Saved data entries
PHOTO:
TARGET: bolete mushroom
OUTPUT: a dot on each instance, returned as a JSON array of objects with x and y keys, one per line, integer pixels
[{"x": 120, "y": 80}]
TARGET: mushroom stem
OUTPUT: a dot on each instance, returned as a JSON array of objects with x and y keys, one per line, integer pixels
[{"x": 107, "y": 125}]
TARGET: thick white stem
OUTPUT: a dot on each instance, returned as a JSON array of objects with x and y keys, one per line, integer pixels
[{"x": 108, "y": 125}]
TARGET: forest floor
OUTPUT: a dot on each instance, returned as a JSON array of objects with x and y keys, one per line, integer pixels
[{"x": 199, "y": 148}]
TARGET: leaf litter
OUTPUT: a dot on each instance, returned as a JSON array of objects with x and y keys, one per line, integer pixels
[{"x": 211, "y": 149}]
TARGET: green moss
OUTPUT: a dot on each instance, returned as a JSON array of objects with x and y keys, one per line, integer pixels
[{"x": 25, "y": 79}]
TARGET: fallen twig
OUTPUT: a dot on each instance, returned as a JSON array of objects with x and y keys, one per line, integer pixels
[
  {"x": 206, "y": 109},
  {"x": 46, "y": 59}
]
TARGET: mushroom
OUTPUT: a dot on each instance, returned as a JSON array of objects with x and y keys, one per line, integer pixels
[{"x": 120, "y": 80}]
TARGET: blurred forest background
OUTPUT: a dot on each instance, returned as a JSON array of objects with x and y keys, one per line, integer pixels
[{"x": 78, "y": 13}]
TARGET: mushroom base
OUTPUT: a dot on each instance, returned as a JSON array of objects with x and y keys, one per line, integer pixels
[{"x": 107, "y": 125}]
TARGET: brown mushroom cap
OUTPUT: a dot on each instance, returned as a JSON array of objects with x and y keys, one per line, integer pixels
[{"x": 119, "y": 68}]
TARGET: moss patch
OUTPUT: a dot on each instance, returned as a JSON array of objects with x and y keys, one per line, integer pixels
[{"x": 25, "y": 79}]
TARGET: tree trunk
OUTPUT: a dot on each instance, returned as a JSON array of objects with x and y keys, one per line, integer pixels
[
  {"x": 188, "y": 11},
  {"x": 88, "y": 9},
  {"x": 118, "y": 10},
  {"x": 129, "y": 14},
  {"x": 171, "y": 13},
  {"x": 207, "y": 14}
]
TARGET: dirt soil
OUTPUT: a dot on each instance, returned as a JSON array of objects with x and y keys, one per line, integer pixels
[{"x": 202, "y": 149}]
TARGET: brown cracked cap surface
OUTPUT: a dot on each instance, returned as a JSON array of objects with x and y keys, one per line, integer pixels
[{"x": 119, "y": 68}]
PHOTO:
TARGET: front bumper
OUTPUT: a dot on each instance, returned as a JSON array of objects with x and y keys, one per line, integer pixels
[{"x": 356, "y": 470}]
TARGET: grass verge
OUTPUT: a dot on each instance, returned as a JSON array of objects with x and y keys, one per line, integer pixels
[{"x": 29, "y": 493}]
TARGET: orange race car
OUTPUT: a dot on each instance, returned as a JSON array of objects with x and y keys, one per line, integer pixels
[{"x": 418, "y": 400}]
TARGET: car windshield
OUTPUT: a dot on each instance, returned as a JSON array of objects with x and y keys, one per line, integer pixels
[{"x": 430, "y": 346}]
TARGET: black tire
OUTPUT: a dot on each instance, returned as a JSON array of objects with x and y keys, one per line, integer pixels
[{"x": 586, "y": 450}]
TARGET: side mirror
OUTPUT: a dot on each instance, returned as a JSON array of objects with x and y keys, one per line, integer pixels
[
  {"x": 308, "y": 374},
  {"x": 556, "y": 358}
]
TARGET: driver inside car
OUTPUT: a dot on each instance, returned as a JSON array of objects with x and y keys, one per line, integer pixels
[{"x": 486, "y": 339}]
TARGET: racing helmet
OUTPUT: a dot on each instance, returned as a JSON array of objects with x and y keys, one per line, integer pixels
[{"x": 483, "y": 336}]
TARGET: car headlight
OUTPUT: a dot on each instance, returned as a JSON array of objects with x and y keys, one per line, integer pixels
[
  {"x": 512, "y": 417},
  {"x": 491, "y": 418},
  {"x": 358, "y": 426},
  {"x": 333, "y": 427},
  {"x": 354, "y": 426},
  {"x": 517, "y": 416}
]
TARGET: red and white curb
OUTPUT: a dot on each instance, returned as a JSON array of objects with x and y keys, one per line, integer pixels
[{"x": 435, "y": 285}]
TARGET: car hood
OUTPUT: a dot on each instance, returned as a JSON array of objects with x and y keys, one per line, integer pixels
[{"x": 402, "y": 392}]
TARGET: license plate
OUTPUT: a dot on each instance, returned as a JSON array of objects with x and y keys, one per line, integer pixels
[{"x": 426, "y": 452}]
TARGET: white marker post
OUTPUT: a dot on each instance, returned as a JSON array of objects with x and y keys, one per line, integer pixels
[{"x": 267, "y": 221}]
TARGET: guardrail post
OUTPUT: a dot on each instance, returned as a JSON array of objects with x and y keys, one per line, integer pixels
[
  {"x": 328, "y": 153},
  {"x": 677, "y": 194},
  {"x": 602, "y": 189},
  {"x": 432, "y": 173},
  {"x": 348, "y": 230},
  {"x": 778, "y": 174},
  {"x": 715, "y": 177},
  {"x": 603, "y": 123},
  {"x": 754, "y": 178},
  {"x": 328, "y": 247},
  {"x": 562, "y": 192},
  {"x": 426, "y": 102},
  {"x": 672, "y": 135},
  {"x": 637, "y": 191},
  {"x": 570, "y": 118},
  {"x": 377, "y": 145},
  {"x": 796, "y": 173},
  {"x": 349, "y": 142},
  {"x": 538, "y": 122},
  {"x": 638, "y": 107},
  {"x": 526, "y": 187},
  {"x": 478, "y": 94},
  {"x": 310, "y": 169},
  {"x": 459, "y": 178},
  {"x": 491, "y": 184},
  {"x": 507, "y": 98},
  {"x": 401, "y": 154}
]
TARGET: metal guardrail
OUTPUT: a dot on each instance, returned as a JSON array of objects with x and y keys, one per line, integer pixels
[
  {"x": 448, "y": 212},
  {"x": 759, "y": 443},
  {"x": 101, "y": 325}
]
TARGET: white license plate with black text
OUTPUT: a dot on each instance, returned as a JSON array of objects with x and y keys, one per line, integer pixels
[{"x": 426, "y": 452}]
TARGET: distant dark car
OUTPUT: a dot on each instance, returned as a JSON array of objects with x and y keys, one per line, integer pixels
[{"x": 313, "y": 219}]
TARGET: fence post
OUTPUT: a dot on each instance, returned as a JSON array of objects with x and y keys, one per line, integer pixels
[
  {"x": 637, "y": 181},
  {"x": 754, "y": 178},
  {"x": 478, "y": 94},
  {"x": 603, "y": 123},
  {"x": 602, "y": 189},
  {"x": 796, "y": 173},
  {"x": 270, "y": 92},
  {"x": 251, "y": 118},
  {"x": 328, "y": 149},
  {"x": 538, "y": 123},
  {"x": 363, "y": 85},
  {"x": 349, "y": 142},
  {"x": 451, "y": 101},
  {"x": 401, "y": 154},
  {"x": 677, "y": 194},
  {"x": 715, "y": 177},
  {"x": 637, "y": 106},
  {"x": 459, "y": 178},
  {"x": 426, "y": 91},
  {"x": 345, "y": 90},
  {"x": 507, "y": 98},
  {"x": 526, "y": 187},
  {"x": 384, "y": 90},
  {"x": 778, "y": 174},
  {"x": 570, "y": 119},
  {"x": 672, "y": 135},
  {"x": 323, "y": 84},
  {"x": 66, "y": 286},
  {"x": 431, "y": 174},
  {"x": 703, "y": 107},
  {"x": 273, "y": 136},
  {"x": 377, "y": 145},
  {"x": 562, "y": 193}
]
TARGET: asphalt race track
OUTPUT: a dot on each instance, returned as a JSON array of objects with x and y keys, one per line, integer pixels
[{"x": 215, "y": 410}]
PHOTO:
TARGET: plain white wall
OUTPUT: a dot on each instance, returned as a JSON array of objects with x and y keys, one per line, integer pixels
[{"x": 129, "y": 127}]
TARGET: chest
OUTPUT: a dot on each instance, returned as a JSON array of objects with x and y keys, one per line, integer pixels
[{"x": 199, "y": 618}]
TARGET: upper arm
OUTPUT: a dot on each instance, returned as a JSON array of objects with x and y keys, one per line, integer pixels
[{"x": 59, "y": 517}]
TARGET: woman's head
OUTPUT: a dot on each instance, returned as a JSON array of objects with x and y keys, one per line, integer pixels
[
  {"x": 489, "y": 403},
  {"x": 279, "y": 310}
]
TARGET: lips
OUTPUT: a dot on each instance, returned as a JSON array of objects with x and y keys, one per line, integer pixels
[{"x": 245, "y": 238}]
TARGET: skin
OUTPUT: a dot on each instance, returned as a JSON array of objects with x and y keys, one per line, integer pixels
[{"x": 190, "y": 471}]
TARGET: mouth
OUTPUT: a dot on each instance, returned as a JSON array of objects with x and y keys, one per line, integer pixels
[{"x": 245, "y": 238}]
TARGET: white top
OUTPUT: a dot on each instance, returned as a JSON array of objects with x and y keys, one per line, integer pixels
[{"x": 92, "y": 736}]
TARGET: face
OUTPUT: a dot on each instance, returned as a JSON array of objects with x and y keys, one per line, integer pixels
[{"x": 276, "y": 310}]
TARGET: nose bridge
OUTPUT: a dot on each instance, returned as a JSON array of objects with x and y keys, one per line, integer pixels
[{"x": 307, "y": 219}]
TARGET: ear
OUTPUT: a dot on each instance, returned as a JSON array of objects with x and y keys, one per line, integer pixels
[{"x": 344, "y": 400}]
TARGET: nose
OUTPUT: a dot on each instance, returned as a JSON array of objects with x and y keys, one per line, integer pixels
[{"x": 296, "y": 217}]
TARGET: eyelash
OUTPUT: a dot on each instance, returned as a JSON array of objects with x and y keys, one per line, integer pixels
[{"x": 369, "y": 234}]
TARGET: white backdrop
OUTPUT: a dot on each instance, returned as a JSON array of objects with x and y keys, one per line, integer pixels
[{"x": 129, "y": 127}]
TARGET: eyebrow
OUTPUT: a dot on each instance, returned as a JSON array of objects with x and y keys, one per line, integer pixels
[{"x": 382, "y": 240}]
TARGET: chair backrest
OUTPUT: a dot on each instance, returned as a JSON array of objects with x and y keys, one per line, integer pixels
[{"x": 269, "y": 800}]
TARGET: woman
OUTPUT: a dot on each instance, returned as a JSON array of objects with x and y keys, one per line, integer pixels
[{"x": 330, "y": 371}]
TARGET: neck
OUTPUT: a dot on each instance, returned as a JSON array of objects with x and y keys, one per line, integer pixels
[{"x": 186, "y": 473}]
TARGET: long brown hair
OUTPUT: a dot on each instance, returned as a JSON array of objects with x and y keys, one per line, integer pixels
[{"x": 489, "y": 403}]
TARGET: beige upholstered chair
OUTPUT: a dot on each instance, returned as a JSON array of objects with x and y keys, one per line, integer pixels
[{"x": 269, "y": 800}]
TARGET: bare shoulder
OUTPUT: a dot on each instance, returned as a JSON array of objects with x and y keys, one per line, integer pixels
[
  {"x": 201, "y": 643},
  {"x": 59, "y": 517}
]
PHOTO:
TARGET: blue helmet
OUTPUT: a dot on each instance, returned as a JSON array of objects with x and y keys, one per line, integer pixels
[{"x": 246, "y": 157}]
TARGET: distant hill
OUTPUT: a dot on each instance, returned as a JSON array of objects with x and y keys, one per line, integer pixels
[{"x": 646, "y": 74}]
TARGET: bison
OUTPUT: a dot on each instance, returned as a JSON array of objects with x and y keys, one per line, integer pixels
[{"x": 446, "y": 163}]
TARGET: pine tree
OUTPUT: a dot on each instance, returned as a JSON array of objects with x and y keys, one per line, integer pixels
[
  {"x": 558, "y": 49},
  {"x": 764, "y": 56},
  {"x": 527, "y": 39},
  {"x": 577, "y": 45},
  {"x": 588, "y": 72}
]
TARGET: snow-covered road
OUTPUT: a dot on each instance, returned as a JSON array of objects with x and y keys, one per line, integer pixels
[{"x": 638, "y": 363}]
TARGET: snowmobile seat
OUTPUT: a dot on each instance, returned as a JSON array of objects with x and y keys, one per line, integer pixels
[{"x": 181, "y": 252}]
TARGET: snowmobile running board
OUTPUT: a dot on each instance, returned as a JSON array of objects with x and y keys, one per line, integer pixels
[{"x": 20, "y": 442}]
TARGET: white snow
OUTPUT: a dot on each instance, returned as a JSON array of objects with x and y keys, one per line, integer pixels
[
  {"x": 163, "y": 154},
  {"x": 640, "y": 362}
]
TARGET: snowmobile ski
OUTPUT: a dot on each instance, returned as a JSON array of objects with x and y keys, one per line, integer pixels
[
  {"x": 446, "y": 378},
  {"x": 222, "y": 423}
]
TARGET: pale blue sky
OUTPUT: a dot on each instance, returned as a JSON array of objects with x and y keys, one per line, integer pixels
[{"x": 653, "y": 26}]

Task instructions
In the lines above, find the word "chair" and copy every line it occurs in.

Task response
TARGET: chair backrest
TARGET: beige upholstered chair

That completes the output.